→ **EXERCISE GOAL**
Reproduce all of the lines below, swapping every instance of "drop one dot" for "place a single point" and leaving everything else unchanged. Omit the pictures from your answer.

Rows from an object-pointing dataset:
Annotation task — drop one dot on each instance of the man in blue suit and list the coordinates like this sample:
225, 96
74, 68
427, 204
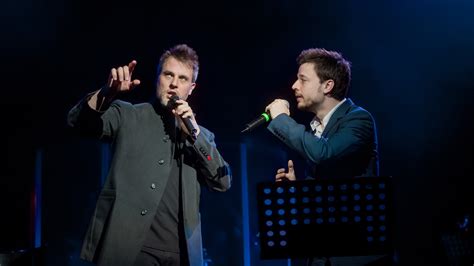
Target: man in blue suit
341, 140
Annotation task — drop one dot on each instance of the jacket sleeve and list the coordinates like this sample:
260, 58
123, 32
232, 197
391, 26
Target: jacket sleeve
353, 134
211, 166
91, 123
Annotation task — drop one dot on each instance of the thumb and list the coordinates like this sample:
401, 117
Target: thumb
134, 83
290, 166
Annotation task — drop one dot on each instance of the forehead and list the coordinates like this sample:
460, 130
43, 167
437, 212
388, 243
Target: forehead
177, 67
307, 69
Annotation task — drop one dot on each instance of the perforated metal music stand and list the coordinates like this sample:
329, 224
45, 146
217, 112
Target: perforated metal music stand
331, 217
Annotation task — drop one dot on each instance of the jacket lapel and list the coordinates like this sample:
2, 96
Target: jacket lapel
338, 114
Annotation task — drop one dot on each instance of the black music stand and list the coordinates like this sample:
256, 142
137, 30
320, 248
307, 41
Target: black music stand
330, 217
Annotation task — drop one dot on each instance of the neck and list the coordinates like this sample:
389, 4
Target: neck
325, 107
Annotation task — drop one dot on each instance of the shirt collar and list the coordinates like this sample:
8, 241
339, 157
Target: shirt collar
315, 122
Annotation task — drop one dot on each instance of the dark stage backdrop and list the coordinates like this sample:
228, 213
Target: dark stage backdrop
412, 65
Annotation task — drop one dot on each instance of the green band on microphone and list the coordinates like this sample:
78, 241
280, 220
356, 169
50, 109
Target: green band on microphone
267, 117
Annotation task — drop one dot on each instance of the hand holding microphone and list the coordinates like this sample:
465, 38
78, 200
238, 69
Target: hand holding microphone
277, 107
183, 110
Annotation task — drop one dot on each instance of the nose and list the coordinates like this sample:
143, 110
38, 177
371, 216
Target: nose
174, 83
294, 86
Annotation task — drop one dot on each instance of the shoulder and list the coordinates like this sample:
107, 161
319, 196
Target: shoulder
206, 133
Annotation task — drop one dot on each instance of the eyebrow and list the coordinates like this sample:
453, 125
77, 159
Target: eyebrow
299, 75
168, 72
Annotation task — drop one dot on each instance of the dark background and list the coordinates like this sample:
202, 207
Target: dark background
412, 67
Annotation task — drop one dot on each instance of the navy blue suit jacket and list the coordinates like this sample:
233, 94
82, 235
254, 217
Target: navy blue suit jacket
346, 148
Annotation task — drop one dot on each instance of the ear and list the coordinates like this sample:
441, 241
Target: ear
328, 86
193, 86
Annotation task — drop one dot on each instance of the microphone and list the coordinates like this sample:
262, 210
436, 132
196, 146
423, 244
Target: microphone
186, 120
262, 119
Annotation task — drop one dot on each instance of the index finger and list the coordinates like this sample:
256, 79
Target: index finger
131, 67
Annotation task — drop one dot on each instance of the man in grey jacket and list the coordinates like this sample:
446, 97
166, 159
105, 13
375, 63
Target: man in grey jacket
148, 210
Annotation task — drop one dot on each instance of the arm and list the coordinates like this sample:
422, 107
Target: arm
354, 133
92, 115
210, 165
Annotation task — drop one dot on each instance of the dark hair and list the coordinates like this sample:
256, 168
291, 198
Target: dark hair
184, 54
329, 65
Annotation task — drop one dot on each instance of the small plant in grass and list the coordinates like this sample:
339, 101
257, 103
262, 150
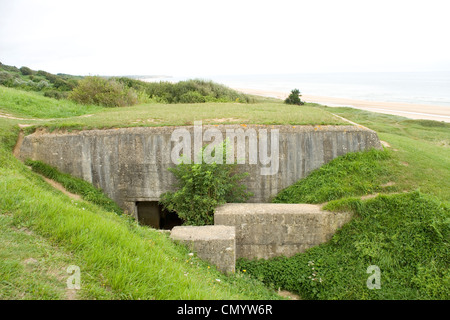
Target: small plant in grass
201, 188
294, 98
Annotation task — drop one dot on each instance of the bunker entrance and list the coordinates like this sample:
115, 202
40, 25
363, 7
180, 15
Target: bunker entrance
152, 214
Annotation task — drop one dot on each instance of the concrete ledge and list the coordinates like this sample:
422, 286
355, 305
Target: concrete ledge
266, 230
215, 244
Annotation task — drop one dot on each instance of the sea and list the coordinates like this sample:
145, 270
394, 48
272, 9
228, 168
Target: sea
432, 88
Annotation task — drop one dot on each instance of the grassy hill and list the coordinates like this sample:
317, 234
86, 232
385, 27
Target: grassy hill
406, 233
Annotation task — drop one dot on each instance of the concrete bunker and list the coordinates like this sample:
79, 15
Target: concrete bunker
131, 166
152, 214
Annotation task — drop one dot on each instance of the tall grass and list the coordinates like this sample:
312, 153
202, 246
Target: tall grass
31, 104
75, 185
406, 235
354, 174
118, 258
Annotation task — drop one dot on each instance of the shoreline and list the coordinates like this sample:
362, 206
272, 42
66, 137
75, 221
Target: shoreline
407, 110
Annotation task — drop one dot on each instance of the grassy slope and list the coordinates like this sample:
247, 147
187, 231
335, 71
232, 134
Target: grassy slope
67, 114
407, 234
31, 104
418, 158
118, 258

→ **CORRECT ANSWER**
Annotation task — place a single point on each instance of the man in blue suit and list the coordinates like this sample:
225, 96
74, 68
427, 204
Target: man in blue suit
341, 140
Annotation task — place a single point on each instance of the jacket sleeve and list the coordinates like this sample:
260, 58
123, 32
232, 197
391, 26
Target: jacket sleeve
353, 134
211, 166
91, 123
Annotation task — place a single point on each instance of the thumb and list the coordinates like this sample:
401, 117
Target: thumb
134, 83
290, 166
Annotation task — place a single point on each instance of the forehead and list the coordinates like this sample:
460, 130
43, 167
437, 212
388, 243
Target: forehead
177, 67
307, 69
Annotation task — place a single point on each instance of the perforated metal music stand and list the coordinates like this sample:
329, 224
45, 146
217, 112
Target: perforated metal music stand
331, 217
Annotation task — place a single point on each instance of the jacket lapel and list the coordinates like this sample:
2, 96
Target: jacket lapel
338, 114
Annotation task — place a single point on each instance of the black music stand and list the coordinates like this sample:
256, 142
137, 30
320, 248
307, 41
Target: black music stand
330, 217
Annotation task — place a single point on each instance of the neck and list the coordinates like this sample:
389, 4
Target: neck
325, 107
Annotation task — place a single point on each instance of the shirt collar and list the coordinates like this sample:
8, 241
339, 157
Target: shirt collar
315, 122
Annotation task — place a single point on each instance of the dark stage backdrop and list the coordinates like this sample:
228, 213
Target: dark stage backdrop
412, 65
Annotation task — place a single point on each instance of the green band on microphone and list the coordinates like this sample:
78, 241
280, 220
356, 169
50, 109
Target: green band on microphone
267, 117
Annotation task — place a single point on each instance of the hand holding microphone and list the coordinates like this sample:
465, 38
78, 200
238, 69
Target: hand holding microphone
277, 107
183, 110
Annotation task — place a single point on each instance of the nose and list the coordinates like this sample:
143, 110
38, 177
371, 216
Target: nose
174, 83
294, 86
Annotation task — place a single point on each instance of the shoulder and list the coordinates like this sample:
107, 161
319, 196
Target: shoulder
206, 133
Annotation task — place a single point on each instance of the eyebrow and list the coordinates like this sample:
453, 125
77, 159
Target: eyebrow
299, 75
168, 72
Annotation task — place a single point on each instance of the dark background and list the coordinates like this sample:
202, 207
Target: dark background
412, 67
Annotation task — place a single point on each instance of the navy blue suit jacket and list the coordinates like this sample:
233, 94
82, 235
254, 217
Target: navy blue suit jacket
346, 148
Annotation task — place a single point on each instance of the ear and list the coordinates like this sample:
441, 241
Target: ear
328, 86
193, 86
Annotation task — place a single point on each instance of the microphone and list the coordinates like this sample:
262, 210
436, 132
196, 146
423, 244
Target: microphone
186, 120
262, 119
Annotation task — place a single point on each instance of the index finger and list the coordinates like this sample:
256, 79
Target: index finger
131, 67
Annotation task — place a single point on each instance of the man in grey jacket and list the coordinates like this sample:
446, 97
166, 159
105, 13
375, 63
Target: man in grey jacket
148, 210
Annotation task — place a single point on each instance of the arm and list the coordinates like this sample:
422, 107
Target: arm
354, 133
92, 115
210, 165
Annotation task — place a single point on each instance of the dark hair and list the coordinates like this sample:
256, 168
291, 198
Target: dark hair
184, 54
329, 65
Annotation task — place a single point on each instance of the small plant in grass and list the coordinates like this sample:
339, 101
257, 103
262, 150
Target: small plant in grass
201, 188
294, 98
Annotation task — place a single point on each instance of the bunker entrance and list the coordinates like this sample:
115, 202
40, 25
363, 7
180, 15
Target: bunker entrance
152, 214
Annotation task — place a single point on each instance of the concrete ledge and list the coordinates like this sample:
422, 286
355, 305
Target: concrete ledge
266, 230
215, 244
Annotation task — place a single point on each instance of the sea and list the coordinates like this sample:
145, 270
394, 48
272, 9
228, 168
Target: sea
432, 88
Annotation task — place a single point on each instance of the grassy hill and list the coordinates like this sample:
317, 234
86, 232
385, 27
Target: grassy hill
406, 233
Annotation task — place a single point on each instance of the concrete bunker and list the coordinates like this sample:
79, 15
Target: concrete bunker
131, 166
152, 214
Annotation task — place a single point on each instance of the tall grass and list the coordinates like this sample:
312, 153
202, 246
Target: tall grass
31, 104
75, 185
406, 235
354, 174
118, 258
Annotation task — place a single point on each instance of the shoreline and list the coordinates like this sample:
362, 206
272, 42
66, 137
75, 221
Target: shoreline
407, 110
Annotation task — place a single point on each instance of the grassy slope and list the coordinates like this sample:
247, 147
187, 231
335, 71
232, 134
Target: grassy slope
67, 114
407, 234
31, 104
418, 158
118, 258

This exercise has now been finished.